Leave out the pictures and output the data verbatim.

BEGIN THE RECORDS

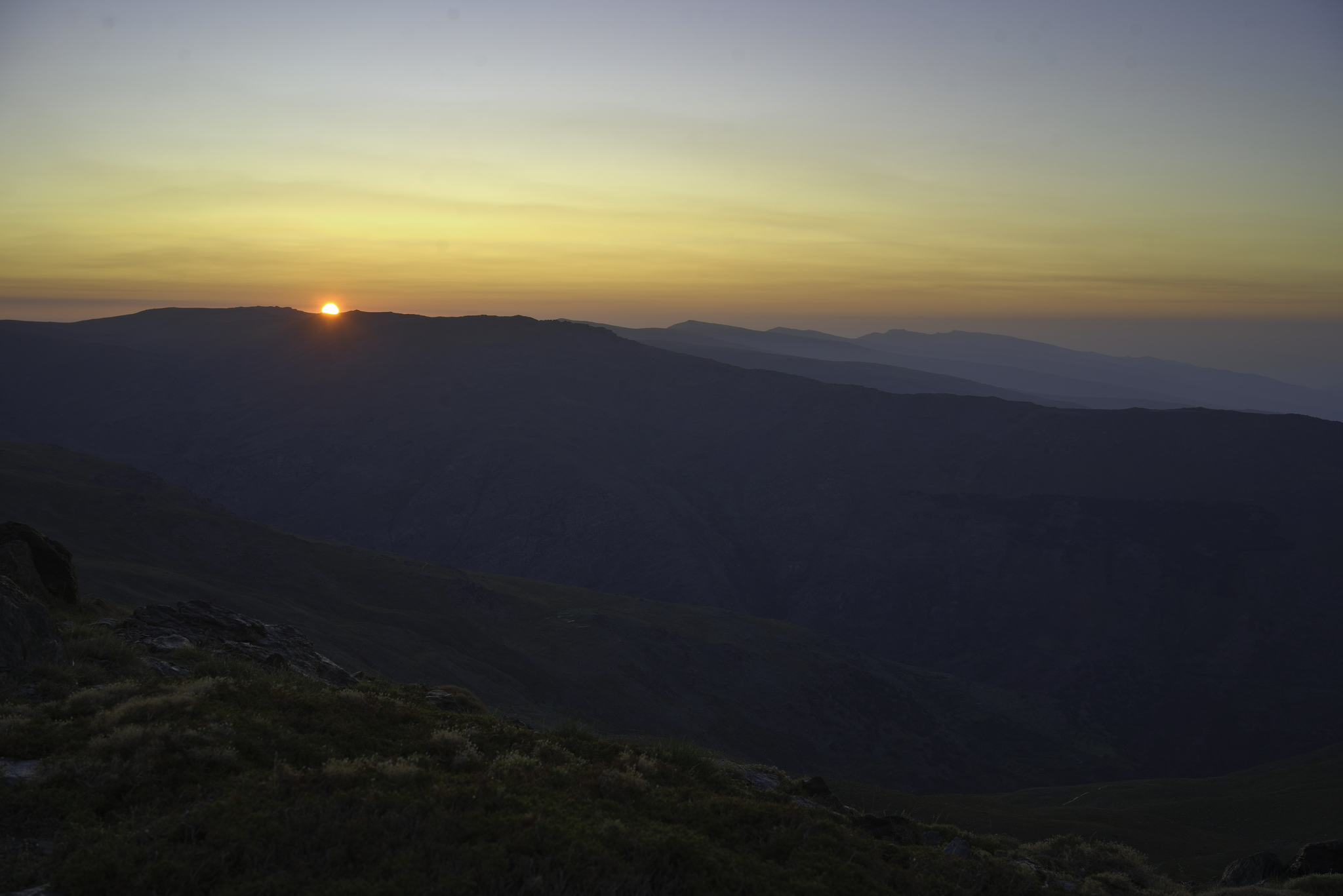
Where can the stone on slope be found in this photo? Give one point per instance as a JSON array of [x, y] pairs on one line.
[[1253, 870], [164, 628], [38, 564], [27, 631]]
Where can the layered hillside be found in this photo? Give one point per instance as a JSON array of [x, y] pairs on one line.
[[1170, 577], [761, 690]]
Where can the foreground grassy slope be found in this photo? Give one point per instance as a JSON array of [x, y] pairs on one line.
[[762, 690], [1192, 827], [242, 779]]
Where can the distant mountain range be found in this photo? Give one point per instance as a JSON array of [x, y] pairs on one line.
[[1169, 577], [1006, 367], [761, 690]]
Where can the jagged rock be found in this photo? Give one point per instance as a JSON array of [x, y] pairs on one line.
[[1252, 870], [453, 699], [38, 564], [759, 778], [1325, 857], [280, 646], [165, 669], [27, 631]]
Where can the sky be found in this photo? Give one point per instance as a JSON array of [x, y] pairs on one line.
[[1072, 167]]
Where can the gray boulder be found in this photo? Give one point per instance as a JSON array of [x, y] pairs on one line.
[[27, 631], [38, 564], [1253, 870], [161, 628], [1325, 857]]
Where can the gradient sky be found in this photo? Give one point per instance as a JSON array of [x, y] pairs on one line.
[[641, 163]]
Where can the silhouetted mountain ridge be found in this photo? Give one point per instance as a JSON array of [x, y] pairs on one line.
[[1150, 568]]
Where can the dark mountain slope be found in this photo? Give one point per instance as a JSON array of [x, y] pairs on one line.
[[763, 690], [1173, 575], [883, 376]]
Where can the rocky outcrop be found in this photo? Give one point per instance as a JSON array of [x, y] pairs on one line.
[[1253, 870], [197, 623], [1325, 857], [38, 564], [27, 631]]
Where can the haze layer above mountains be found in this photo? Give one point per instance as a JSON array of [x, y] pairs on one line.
[[1169, 575], [989, 364]]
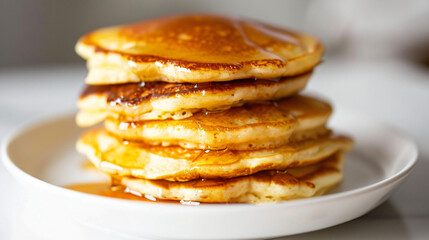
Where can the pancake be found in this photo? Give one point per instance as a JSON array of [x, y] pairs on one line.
[[252, 126], [266, 186], [173, 163], [195, 48], [159, 100]]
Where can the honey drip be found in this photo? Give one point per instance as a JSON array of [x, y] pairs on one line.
[[106, 189]]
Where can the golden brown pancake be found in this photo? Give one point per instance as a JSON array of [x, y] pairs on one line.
[[196, 48], [266, 186], [159, 100], [250, 127], [126, 158]]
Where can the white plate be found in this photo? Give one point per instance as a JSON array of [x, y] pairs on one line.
[[42, 157]]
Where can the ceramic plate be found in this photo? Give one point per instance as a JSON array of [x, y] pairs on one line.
[[42, 158]]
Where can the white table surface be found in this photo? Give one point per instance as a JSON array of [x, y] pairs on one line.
[[390, 90]]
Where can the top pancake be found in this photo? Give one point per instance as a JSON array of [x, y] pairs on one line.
[[195, 48]]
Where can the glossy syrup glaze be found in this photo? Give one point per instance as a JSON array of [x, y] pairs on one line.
[[135, 93], [106, 189], [199, 41]]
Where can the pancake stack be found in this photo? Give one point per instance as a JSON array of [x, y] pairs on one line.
[[206, 108]]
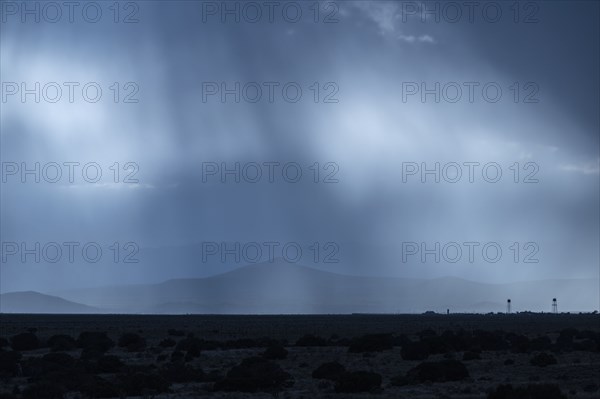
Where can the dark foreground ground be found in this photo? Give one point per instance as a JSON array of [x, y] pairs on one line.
[[521, 356]]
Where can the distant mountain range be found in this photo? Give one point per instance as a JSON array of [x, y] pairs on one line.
[[34, 302], [281, 287]]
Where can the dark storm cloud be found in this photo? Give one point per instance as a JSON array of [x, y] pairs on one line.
[[369, 134]]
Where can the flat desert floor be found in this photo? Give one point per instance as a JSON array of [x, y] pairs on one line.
[[264, 356]]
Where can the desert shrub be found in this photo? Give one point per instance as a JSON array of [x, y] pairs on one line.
[[97, 387], [50, 367], [132, 342], [109, 364], [564, 341], [442, 371], [458, 341], [177, 356], [371, 343], [61, 342], [436, 344], [9, 361], [247, 343], [587, 345], [471, 355], [25, 342], [329, 371], [490, 340], [541, 343], [180, 373], [414, 351], [531, 391], [311, 340], [542, 359], [275, 352], [167, 343], [44, 390], [139, 383], [518, 343], [95, 341], [192, 346], [253, 375], [591, 388], [59, 358], [358, 381], [176, 333]]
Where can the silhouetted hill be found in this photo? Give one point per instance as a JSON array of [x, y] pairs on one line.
[[281, 287], [34, 302]]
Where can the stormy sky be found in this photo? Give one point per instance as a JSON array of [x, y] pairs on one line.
[[379, 103]]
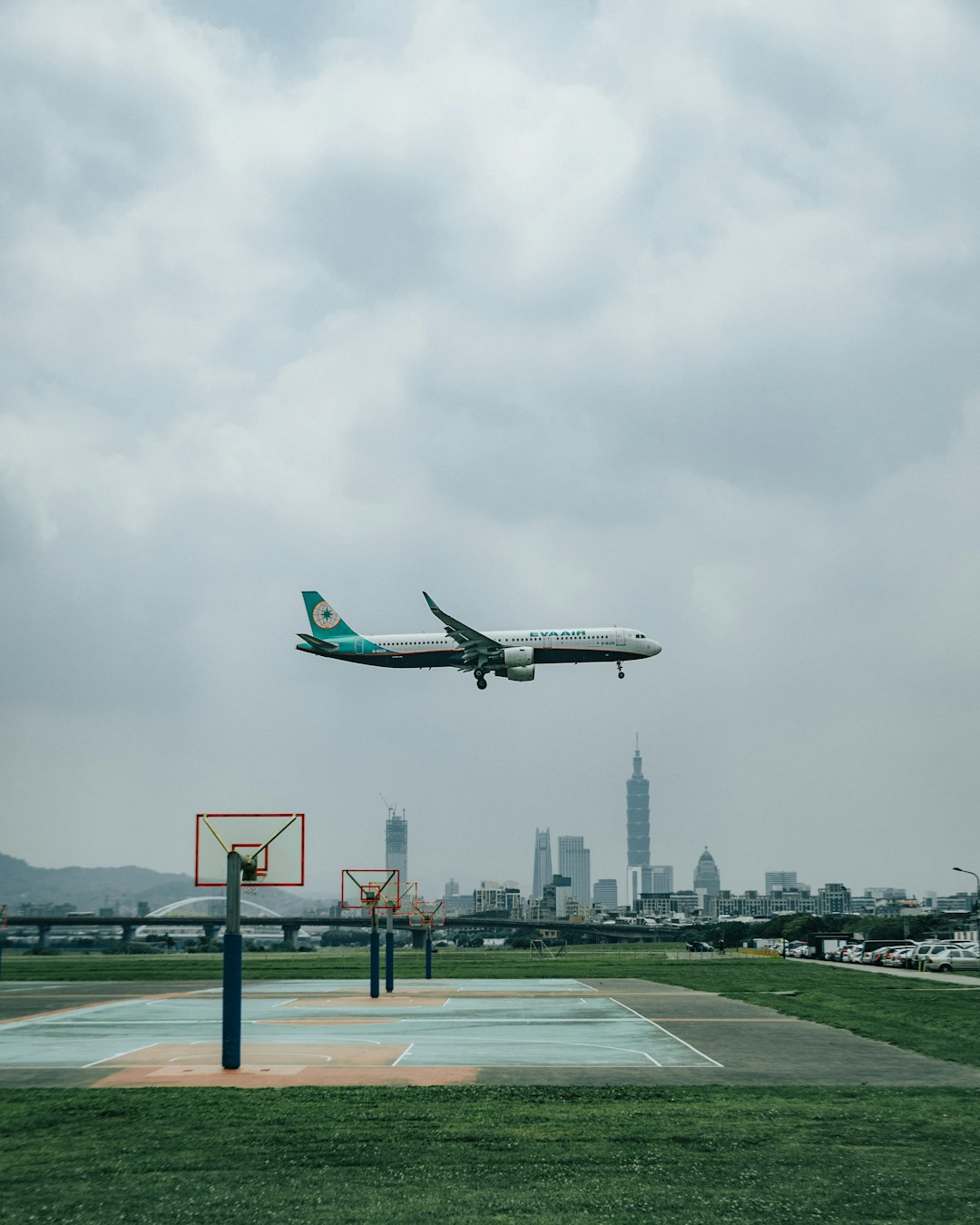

END THE RECORDS

FINISHED EXERCISE:
Where can the stone on slope be found in this photo? Give one point per instance as a JSON array of [x, y] pairs on one line.
[[1253, 870], [164, 628], [38, 564], [27, 631]]
Where can the layered hillside be found in this photo? Give one point per instance as a JSON array of [x, y] pairs on one line.
[[1170, 577], [761, 690]]
Where can the foreground grassy slope be found in this photo? Give one point per instance as a JSON array of [x, y] pairs on one line.
[[762, 690], [1192, 827], [242, 779]]
Where can the distant mountain range be found in this photo? Give one point per instance as a JSON array of [x, y] pairs on one line.
[[1169, 577], [1006, 367], [761, 690]]
Where can the jagged rock be found in this photo? Give one point per instance as a JSON array of [x, y] pairs on one line.
[[1252, 870], [453, 699], [38, 564], [759, 778], [1325, 857], [280, 646], [165, 669], [27, 631]]
Where can the sky be found in this photo? Give one point per instance as a JSON array of [x, y] pairs on one line.
[[1072, 167]]
Where can the gray boulder be found in this photo? Give one point per instance as a JSON array of [x, y] pairs on one line.
[[27, 631], [38, 564], [1253, 870], [161, 628], [1325, 857]]
Where can the gradient sky be found in this photo? Give one point per instance as a JSON array of [x, y] pairs on one line.
[[641, 163]]
Where can the silhouetted mountain ridge be found in this photo? Give one point per instance as a JSON array of [x, y] pairs on one line.
[[1150, 568]]
Where can the dark mountain slope be found in this photo? Give one point per instance as a JSON array of [x, y] pairs on one line.
[[763, 690], [1173, 575], [883, 376]]
Where can the rocky outcrop be found in this photo? Give one point per instance as a JSON array of [x, y] pairs on one line.
[[1253, 870], [197, 623], [1325, 857], [38, 564], [27, 631]]
Where can the haze layer above mountains be found in this photo? Give one point per instance as a JSON array of [x, y] pairs on one line.
[[1169, 575], [989, 364]]
Where can the pancake be found in this photo? Give one point per instance as a JSON array of [x, y] pairs on one line.
[[252, 126], [266, 186], [173, 163], [195, 48], [159, 100]]
Where can the honey drip be found in this photo? Give one point per instance as a JSON array of [x, y] pairs on one line.
[[106, 189]]
Where can the golden brown pancake be found in this photo? Give one point per instance as a JSON array of [x, y] pairs on one line.
[[196, 48], [266, 186], [159, 100], [250, 127], [126, 158]]
Where can the white plate be found in this photo? Give one point per instance as a JSON array of [x, y] pairs on one line.
[[42, 157]]
Where can the ceramic plate be found in this photo? Give one point per instance as a JSON array of [x, y] pairs on one line.
[[42, 158]]
Where can the white table surface be found in this photo? Give one point per instance as a JSON array of [x, y] pairs on one line.
[[390, 90]]
Where can the top pancake be found in this photo? Give one point per instance as a JSON array of [x, y] pairs on one line.
[[195, 48]]
Where can the glossy syrup glaze be found in this photo? Give one point per instance as a JSON array of [x, y] pairs on one line.
[[135, 93], [106, 189], [199, 41]]
Where can the pancake stack be found in this photo? Give one point per instance as a JSON array of [x, y] pairs on one line.
[[206, 108]]
Where can the dark foreground ground be found in this photo? Give one point per instance as a JSON array of [x, y] pairs on one line.
[[521, 356]]
Where can the distant mountain range be found in this photo? Give one point per instance as a JSON array of [x, y] pairs on one line.
[[34, 302], [281, 287]]
Where can the dark storm cloud be found in this photo? Give one point per instance as a JSON array of [x, y] pairs on one line.
[[369, 134]]
Where can the flat desert floor be found in this photo? Give one point per instance as a JSON array of [x, y] pairs on one line.
[[264, 356]]
Where can the desert shrub be found in this photo? Give one point per instance as a JSON array of [x, y] pairs on one line.
[[97, 387], [50, 367], [132, 342], [109, 364], [564, 341], [442, 371], [458, 341], [177, 356], [371, 343], [61, 342], [436, 344], [9, 361], [247, 343], [587, 345], [471, 355], [25, 342], [329, 371], [490, 340], [541, 343], [180, 373], [414, 351], [531, 391], [311, 340], [542, 359], [275, 352], [167, 343], [44, 390], [139, 383], [518, 343], [95, 341], [192, 346], [253, 375], [591, 388], [59, 358], [358, 381], [176, 333]]
Where can the silhouetted hill be found in this photo? Give one point per instance as a JSON array of [x, y] pairs on one line.
[[281, 287], [34, 302]]
Where can the stormy sky be found in this photo? Give one point per instance as a JSON array of [x, y] pairs on one line.
[[379, 103]]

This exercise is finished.